Supplied information:
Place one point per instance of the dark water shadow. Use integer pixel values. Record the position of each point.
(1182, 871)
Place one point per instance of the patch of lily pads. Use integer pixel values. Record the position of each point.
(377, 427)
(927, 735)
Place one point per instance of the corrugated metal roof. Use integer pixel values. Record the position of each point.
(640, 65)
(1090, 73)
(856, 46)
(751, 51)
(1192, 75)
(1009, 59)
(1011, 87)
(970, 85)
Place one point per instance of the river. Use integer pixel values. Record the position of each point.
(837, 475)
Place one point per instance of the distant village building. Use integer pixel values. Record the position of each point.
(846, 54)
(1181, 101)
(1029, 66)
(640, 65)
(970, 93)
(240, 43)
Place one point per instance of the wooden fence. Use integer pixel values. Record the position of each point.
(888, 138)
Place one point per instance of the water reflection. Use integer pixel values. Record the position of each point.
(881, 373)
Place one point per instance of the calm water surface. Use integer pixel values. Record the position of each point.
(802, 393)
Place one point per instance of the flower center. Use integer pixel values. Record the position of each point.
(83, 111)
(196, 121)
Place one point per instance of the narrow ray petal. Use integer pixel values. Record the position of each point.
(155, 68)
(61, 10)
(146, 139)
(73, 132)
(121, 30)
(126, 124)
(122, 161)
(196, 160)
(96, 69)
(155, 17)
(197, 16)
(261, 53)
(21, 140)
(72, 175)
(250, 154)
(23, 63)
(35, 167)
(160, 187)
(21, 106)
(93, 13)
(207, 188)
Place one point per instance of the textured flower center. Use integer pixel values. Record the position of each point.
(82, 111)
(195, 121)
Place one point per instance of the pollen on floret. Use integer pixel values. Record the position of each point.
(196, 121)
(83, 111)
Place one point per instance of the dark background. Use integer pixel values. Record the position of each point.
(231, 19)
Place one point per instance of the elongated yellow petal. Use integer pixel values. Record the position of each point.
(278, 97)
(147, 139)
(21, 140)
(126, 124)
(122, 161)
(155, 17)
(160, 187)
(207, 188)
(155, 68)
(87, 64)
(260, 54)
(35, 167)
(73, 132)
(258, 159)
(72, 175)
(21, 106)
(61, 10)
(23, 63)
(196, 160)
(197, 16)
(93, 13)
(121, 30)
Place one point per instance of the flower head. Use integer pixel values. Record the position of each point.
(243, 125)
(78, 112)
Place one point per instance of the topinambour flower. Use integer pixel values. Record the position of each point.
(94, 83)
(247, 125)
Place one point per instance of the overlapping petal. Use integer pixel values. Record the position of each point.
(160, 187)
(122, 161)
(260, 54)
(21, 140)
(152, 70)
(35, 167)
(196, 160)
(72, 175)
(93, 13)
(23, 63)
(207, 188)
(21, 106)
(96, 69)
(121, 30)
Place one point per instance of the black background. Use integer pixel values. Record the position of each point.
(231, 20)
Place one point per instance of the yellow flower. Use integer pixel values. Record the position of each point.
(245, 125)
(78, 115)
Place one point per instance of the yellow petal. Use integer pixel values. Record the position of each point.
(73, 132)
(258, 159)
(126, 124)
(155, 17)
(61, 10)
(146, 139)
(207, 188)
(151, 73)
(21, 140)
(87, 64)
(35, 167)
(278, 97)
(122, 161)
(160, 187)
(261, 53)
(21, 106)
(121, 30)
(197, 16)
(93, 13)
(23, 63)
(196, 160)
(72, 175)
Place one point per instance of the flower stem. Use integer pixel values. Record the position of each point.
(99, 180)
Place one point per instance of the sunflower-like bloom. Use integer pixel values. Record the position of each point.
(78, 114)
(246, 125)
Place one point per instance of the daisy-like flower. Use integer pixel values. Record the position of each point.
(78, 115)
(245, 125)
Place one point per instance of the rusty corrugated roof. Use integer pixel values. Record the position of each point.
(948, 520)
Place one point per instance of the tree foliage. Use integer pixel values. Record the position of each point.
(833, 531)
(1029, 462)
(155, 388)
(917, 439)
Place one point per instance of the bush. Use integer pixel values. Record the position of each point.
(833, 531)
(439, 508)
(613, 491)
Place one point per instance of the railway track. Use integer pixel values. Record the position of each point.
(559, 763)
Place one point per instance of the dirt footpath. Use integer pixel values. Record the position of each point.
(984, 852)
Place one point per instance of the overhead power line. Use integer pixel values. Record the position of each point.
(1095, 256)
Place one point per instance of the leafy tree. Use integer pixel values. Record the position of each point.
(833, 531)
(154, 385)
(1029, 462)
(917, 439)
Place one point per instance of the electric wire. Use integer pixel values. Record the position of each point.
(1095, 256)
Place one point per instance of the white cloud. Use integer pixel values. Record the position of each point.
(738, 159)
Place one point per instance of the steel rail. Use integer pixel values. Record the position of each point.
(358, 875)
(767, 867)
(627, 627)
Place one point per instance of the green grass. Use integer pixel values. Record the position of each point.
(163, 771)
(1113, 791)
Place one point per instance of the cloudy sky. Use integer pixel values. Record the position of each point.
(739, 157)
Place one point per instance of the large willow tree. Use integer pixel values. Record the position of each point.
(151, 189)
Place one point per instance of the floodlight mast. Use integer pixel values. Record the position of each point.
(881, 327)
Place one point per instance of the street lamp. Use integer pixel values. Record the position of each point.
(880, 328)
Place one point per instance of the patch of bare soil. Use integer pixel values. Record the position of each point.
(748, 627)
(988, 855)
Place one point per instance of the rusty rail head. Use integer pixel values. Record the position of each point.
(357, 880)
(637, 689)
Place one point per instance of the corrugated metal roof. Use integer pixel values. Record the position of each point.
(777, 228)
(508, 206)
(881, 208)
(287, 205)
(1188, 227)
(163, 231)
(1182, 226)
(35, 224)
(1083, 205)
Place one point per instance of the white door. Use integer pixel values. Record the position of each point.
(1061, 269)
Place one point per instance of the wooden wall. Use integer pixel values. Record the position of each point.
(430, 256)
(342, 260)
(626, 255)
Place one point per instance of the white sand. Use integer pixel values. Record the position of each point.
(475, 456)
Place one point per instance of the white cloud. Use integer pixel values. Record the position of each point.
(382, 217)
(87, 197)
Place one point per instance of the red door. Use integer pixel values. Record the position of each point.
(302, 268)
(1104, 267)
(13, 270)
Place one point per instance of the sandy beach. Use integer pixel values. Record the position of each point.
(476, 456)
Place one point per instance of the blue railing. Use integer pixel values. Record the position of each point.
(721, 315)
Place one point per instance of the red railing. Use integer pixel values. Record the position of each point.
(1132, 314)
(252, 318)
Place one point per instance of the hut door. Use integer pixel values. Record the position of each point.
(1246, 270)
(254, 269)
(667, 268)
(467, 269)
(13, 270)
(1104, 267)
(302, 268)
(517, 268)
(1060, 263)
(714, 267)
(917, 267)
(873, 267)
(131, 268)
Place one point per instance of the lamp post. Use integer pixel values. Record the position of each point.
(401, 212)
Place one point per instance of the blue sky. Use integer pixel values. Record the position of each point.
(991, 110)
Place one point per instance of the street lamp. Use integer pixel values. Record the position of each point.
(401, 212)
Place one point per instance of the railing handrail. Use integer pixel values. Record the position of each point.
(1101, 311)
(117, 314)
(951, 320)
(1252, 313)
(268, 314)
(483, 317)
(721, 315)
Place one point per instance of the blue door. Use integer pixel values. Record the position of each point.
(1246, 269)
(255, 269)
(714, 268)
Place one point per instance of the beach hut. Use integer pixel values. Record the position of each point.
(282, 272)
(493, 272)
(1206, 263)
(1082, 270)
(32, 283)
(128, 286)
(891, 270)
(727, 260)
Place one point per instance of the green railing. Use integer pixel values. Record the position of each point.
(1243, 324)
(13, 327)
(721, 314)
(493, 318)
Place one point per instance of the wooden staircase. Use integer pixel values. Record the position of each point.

What the task requires: Write out every line of the data again, exactly as it reads.

Answer to the exercise:
Place one point per instance of the dark water shadow. Use integer pixel values. Record the position of each point.
(1182, 871)
Place one point per instance of the patch of lily pads. Use integer pixel values. Record the position of each point.
(377, 427)
(927, 735)
Place one point per instance of the corrugated metal roof. Use integer pixel values. Record the position of each point.
(640, 65)
(1090, 73)
(856, 46)
(751, 51)
(1192, 75)
(1009, 59)
(1011, 87)
(970, 85)
Place one point per instance of the river. Use integer pixel values. Record the position of each point.
(837, 475)
Place one point per instance of the distant village building. Use integer pixel values. Record the position of each point.
(846, 54)
(1181, 101)
(1029, 66)
(640, 65)
(970, 93)
(240, 43)
Place one point per instance of the wooden fence. Use integer pixel values. Record the position of each point.
(888, 138)
Place one point per instance of the water reflection. Use integer pixel values. Record the position of each point.
(881, 373)
Place one point per instance of the calm water surface. Use integer pixel values. Record the position of each point.
(802, 393)
Place one point per instance of the flower center. Use integer pixel values. Record the position of each point.
(83, 111)
(196, 121)
Place one point per instance of the narrow ray petal. Use integer pixel values. Record the position of each point.
(155, 68)
(61, 10)
(146, 139)
(73, 132)
(121, 30)
(126, 124)
(122, 161)
(196, 160)
(96, 69)
(155, 17)
(197, 16)
(261, 53)
(21, 140)
(72, 175)
(250, 154)
(23, 63)
(35, 167)
(160, 187)
(21, 106)
(93, 13)
(207, 188)
Place one point per instance of the textured flower center. Use integer pixel values. Record the position of each point.
(82, 111)
(195, 121)
Place one point per instance of the pollen on floret. Use integer pixel values. Record the position of each point.
(196, 121)
(83, 111)
Place one point per instance of the dark background. Use integer pixel values. Record the position of each point.
(231, 19)
Place one point per instance of the elongated yellow petal. Use integer pixel values. Record the position of each point.
(278, 97)
(147, 139)
(21, 140)
(126, 124)
(122, 161)
(155, 17)
(160, 187)
(207, 188)
(155, 68)
(87, 64)
(260, 54)
(35, 167)
(73, 132)
(258, 159)
(72, 175)
(21, 106)
(61, 10)
(23, 63)
(196, 160)
(197, 16)
(93, 13)
(121, 30)
Place one point per instance of the flower head. Use integer pixel values. Record the position of each point.
(243, 125)
(78, 112)
Place one point per instance of the topinambour flower. Use integer pixel values. Record the position of each point.
(94, 83)
(247, 125)
Place one point per instance of the overlapping petal. Use integer pixel values. Record the position of each point.
(160, 187)
(122, 161)
(260, 54)
(21, 140)
(152, 70)
(35, 167)
(196, 160)
(72, 175)
(93, 13)
(23, 63)
(207, 188)
(21, 106)
(96, 69)
(121, 30)
Place one point per instance of the black background. Use integer pixel values. Record the position of each point.
(231, 20)
Place one point per instance of the yellow flower. Use integer pixel values. Record the position of each point.
(245, 125)
(78, 115)
Place one point per instance of the yellow petal. Use integer pixel values. Record the position of each point.
(73, 132)
(258, 159)
(126, 124)
(155, 17)
(61, 10)
(146, 139)
(207, 188)
(151, 73)
(21, 140)
(87, 64)
(35, 167)
(278, 97)
(122, 161)
(160, 187)
(261, 53)
(21, 106)
(121, 30)
(197, 16)
(93, 13)
(23, 63)
(196, 160)
(72, 175)
Place one point per instance of the flower stem. Use integer pixel values. Record the position of each point.
(99, 180)
Place one point per instance of the sunflower-like bloom. Use integer pixel values. Record the position of each point.
(78, 114)
(246, 125)
Place one point per instance of the daisy-like flower. Use integer pixel values. Record the position of each point.
(78, 115)
(245, 125)
Place one point per instance of the rusty corrugated roof. Use integer pixel values. Record the position of each point.
(948, 520)
Place one point per instance of the tree foliage. Use integer pixel values. Record the position of each point.
(833, 531)
(1029, 462)
(155, 388)
(917, 439)
Place one point per instance of the bush. Use integer pixel values. Record the position of each point.
(833, 531)
(439, 508)
(613, 491)
Place one point per instance of the railway track. Use integer pixel values. Record the position of each point.
(559, 763)
Place one point per instance of the dirt footpath. Use integer pixel values. Record the position of each point.
(984, 852)
Place one point per instance of the overhead power line. Use integer pixel values. Record the position of each point.
(1095, 256)
Place one point per instance of the leafy tree. Use integer pixel values. Record the position of each point.
(833, 531)
(154, 385)
(1029, 462)
(917, 439)
Place one point per instance of the electric wire. Use integer pixel values. Record the position of each point.
(1095, 256)
Place one point per instance of the white cloud. Use integer pixel values. Record the position of each point.
(738, 159)
Place one point per instance of the steel rail. Use integer pixel values. Record the position of each point.
(358, 875)
(767, 867)
(627, 627)
Place one point per instance of the green grass. Use integer pixel values. Record the position of each point.
(163, 771)
(1113, 791)
Place one point per instance of the cloudy sky. Use integer pixel values. Record the position of each point.
(739, 157)
Place one point per instance of the large willow tree. Use integer pixel values. Record the position of each point.
(151, 189)
Place one point per instance of the floodlight mast. Use integer pixel values. Record the position of each point.
(881, 327)
Place one point per instance of the street lamp. Use integer pixel values. Record the position of each point.
(880, 328)
Place one point per instance of the patch of bare soil. Use integer pixel values. Record the position of each point.
(748, 627)
(988, 855)
Place one point per instance of the rusty rail head. Use integer pixel values. Record the position of each point.
(357, 880)
(637, 689)
Place one point per instance of the corrugated metal roof. Use integer pixel values. Record the position of each point.
(777, 228)
(508, 206)
(881, 208)
(287, 205)
(1188, 227)
(163, 231)
(1182, 226)
(35, 224)
(1083, 205)
Place one point per instance of the white door. Use integer pixel values. Record the position of each point.
(1061, 269)
Place one point per instance of the wooden wall. Use integer pixel values. Record the position of each point.
(430, 256)
(342, 260)
(626, 255)
Place one point per instance of the white sand. Use integer pixel values. Record the position of each point.
(475, 456)
Place one point per instance of the white cloud. Use integer pixel values. Record the position of each point.
(382, 217)
(87, 197)
Place one point per instance of the red door. Use integer pixel values. Record the position of each point.
(302, 268)
(1104, 267)
(13, 270)
Place one point per instance of the sandy beach. Use integer pixel values. Record the position of each point.
(476, 456)
Place one point per instance of the blue railing. Use integer pixel values. Record the position of each point.
(721, 315)
Place one point per instance of the red railing. Use integer pixel values. Record the position of each point.
(1132, 314)
(252, 318)
Place one point per instance of the hut door. Use integer pixel values. Record the position of each point.
(1246, 270)
(254, 269)
(667, 268)
(467, 269)
(13, 270)
(1104, 267)
(302, 268)
(517, 268)
(1060, 263)
(714, 267)
(917, 267)
(873, 267)
(131, 268)
Place one point per instance of the lamp post. Use integer pixel values. Record the position of each point.
(401, 212)
Place one point per instance of the blue sky. Use integer pixel values. Record the position of each point.
(991, 110)
Place one point per instance of the street lamp. Use integer pixel values. Record the position of each point.
(401, 212)
Place one point per instance of the railing handrail. Use integer pixel values. Record the position of each point.
(1101, 311)
(117, 314)
(951, 320)
(1252, 313)
(268, 314)
(483, 317)
(721, 315)
Place one point per instance of the blue door. Use integer pixel values. Record the position of each point.
(1246, 269)
(255, 269)
(714, 268)
Place one point per instance of the beach hut. Use integer pixel values. Record the position of each point.
(282, 272)
(493, 272)
(1206, 263)
(1082, 270)
(32, 283)
(128, 286)
(891, 270)
(727, 260)
Place one point per instance of the green railing. Use integer pixel values. Record the position of each point.
(1243, 324)
(13, 327)
(721, 314)
(493, 318)
Place one point per instance of the wooden staircase. Use integer pixel values. Record the position of each point.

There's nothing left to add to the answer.